**WORK INSTRUCTIONS**
Which lines below include "tile"? Copy them all.

-------- RECORDS SHOWN

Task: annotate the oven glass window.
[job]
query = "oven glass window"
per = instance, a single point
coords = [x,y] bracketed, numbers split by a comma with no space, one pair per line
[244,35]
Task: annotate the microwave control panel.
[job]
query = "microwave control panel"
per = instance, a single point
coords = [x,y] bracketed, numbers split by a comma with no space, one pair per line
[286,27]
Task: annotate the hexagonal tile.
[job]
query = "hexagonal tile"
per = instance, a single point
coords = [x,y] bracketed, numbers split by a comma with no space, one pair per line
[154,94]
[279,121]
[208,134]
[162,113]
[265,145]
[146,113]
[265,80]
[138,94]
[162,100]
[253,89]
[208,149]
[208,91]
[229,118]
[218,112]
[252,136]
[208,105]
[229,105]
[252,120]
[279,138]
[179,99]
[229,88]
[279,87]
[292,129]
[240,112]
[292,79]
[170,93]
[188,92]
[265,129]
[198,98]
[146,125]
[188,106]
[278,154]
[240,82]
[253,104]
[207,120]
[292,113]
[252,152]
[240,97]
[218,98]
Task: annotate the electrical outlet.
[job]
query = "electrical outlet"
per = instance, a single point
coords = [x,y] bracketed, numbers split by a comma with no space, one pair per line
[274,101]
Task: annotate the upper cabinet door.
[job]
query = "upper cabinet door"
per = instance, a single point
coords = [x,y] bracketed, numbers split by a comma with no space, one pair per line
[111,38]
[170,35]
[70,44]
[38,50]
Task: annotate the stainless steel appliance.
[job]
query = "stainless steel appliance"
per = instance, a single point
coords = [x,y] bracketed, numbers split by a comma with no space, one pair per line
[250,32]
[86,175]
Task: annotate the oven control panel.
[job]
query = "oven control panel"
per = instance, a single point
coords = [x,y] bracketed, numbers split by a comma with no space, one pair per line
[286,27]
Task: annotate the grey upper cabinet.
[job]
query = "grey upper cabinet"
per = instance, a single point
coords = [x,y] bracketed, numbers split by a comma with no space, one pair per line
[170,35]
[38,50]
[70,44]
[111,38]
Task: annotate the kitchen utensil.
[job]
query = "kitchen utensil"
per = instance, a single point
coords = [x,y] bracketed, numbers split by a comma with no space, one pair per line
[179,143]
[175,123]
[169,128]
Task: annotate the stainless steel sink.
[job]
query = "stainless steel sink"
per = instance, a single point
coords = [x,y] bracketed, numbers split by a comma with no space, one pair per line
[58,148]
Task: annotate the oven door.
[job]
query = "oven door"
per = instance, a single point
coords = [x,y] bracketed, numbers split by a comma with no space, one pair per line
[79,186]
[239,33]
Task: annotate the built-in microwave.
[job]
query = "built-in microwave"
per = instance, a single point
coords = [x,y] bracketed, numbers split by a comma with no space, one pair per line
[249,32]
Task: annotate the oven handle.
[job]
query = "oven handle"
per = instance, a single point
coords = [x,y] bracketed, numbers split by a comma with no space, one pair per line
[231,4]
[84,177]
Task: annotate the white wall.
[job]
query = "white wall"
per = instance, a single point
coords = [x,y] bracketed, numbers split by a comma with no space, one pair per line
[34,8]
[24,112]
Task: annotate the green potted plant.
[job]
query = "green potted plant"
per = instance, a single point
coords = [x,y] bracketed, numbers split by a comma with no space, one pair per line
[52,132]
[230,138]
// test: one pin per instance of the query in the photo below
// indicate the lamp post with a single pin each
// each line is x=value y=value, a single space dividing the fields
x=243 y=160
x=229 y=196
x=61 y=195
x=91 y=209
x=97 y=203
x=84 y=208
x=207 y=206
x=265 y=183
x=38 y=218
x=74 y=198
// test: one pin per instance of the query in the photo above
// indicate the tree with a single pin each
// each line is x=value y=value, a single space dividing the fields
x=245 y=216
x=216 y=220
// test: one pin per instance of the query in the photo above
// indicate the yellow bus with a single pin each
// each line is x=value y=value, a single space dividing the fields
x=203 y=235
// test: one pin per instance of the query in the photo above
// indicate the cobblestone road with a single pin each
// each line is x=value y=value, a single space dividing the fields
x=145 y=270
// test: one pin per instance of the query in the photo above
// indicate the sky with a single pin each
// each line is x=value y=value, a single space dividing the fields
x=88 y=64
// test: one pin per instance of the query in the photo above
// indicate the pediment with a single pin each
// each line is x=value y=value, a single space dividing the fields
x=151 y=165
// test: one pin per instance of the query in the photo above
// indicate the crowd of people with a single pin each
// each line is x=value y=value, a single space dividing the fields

----------------

**SOLUTION TO THIS TASK**
Task: annotate the hexagonal tile.
query = "hexagonal tile"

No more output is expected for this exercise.